* Requirements: Reproduce verbatim the stretch of the listing below from the line containing "Objective: one point per instance of the man's arm" through the final line of the listing, both ends included.

* Excerpted data:
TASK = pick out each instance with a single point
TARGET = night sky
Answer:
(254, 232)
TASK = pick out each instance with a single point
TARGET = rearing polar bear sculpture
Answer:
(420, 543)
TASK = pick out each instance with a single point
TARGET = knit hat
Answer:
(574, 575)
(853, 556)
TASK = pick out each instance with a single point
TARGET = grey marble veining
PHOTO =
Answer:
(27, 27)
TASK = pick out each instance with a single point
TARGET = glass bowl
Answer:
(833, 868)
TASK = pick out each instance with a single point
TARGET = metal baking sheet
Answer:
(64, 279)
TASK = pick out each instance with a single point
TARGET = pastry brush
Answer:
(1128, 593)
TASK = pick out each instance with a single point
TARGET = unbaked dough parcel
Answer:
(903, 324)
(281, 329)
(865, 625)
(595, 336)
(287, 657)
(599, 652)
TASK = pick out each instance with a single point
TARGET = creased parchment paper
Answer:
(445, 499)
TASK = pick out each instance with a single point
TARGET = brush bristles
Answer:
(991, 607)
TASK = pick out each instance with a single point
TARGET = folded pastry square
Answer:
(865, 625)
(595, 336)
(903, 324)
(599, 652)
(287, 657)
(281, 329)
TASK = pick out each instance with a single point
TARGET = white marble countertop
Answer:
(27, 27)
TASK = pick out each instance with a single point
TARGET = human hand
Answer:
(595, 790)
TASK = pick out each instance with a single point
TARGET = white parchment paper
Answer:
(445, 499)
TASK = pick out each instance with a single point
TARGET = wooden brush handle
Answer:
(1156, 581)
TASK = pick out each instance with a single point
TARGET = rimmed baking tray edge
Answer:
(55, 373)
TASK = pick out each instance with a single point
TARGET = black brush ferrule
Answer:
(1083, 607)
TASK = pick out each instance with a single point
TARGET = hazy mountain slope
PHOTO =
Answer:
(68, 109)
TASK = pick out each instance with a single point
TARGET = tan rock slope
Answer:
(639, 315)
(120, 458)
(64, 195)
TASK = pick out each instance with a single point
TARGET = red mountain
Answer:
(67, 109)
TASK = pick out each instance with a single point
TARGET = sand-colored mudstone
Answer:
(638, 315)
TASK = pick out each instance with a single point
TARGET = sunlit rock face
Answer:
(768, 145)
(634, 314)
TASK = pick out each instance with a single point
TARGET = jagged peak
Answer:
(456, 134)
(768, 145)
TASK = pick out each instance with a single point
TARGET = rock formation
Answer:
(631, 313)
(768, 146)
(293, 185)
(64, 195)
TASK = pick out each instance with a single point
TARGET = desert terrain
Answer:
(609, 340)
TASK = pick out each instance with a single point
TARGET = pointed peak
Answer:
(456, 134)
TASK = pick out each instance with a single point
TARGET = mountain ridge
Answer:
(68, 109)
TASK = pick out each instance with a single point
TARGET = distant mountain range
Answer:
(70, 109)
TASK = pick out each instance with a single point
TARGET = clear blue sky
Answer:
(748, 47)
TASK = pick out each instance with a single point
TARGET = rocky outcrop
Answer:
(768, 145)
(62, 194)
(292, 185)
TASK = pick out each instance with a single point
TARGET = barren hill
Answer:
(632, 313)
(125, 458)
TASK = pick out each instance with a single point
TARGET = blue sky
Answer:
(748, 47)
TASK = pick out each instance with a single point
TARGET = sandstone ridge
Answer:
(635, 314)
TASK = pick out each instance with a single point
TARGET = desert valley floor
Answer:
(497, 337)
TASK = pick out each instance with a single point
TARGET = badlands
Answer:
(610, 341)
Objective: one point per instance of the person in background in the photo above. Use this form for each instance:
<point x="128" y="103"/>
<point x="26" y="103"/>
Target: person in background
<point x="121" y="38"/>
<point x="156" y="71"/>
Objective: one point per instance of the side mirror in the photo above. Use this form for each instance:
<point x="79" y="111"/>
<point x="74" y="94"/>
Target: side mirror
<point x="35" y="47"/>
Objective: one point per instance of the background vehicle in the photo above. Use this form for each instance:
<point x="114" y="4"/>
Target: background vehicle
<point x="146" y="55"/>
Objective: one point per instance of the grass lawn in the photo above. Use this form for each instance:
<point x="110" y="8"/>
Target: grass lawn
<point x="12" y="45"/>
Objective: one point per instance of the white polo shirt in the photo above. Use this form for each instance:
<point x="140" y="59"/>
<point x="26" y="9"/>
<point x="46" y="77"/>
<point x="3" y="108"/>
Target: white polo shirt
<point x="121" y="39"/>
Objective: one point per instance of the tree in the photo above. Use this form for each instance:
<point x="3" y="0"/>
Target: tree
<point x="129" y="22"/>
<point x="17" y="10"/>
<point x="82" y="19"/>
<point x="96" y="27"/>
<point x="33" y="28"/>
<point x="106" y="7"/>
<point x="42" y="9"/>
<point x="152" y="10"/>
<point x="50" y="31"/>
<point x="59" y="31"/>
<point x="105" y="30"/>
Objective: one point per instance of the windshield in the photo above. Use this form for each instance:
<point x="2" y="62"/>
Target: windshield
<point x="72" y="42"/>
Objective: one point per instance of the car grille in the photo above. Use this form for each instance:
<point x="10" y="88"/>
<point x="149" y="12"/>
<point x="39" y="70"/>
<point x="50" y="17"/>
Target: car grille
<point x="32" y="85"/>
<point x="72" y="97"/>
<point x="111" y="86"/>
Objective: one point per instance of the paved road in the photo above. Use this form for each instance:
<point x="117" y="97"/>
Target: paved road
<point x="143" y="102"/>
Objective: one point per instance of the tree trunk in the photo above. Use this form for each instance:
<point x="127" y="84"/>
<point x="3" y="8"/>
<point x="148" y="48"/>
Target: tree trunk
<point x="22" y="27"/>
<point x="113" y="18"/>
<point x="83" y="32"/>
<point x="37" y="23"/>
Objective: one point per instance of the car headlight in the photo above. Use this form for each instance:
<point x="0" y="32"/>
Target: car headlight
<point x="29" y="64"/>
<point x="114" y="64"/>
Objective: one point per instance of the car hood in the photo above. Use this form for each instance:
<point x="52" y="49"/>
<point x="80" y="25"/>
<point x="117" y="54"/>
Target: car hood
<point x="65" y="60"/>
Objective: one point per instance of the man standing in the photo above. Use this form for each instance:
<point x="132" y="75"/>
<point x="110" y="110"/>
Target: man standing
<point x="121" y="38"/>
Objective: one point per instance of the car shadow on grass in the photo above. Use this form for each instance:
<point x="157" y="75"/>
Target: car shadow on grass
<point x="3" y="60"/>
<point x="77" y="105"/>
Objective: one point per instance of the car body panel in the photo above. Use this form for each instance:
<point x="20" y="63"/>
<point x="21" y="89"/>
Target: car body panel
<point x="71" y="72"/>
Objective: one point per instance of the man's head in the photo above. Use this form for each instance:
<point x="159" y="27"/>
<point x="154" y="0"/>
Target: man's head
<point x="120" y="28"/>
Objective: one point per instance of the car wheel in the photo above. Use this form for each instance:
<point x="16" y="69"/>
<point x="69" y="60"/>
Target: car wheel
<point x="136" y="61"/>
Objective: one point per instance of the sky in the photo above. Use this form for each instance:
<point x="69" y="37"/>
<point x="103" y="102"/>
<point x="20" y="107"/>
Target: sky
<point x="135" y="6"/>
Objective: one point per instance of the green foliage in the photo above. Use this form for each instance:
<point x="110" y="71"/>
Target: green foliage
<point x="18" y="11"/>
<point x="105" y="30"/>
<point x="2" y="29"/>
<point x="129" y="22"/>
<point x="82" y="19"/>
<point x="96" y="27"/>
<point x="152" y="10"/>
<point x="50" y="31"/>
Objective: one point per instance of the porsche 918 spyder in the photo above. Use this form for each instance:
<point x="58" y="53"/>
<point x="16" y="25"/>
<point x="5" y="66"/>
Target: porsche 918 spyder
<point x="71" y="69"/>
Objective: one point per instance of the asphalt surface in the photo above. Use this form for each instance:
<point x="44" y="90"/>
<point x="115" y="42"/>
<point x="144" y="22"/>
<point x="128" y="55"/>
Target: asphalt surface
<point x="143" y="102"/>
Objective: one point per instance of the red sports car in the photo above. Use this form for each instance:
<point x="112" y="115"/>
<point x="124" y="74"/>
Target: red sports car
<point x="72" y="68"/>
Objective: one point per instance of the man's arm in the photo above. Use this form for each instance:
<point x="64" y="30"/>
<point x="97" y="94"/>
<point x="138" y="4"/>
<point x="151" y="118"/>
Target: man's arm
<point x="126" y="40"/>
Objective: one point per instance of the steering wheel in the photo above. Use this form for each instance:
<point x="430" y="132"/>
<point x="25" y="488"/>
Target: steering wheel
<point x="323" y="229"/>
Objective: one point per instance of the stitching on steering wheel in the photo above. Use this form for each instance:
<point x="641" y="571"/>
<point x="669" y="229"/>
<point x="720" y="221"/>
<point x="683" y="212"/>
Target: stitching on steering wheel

* Task solution:
Objective: one point per instance of the man's arm in the photo above. Use this form for each instance:
<point x="64" y="30"/>
<point x="97" y="94"/>
<point x="138" y="4"/>
<point x="151" y="118"/>
Target: man's arm
<point x="126" y="40"/>
Objective: one point per instance of the steering wheel in the photo above. Use this form for each instance:
<point x="430" y="132"/>
<point x="25" y="488"/>
Target: steering wheel
<point x="323" y="229"/>
Objective: one point per instance of the stitching on steering wheel in the photo above. Use this form for each instance:
<point x="641" y="571"/>
<point x="669" y="229"/>
<point x="720" y="221"/>
<point x="683" y="212"/>
Target: stitching on steering wheel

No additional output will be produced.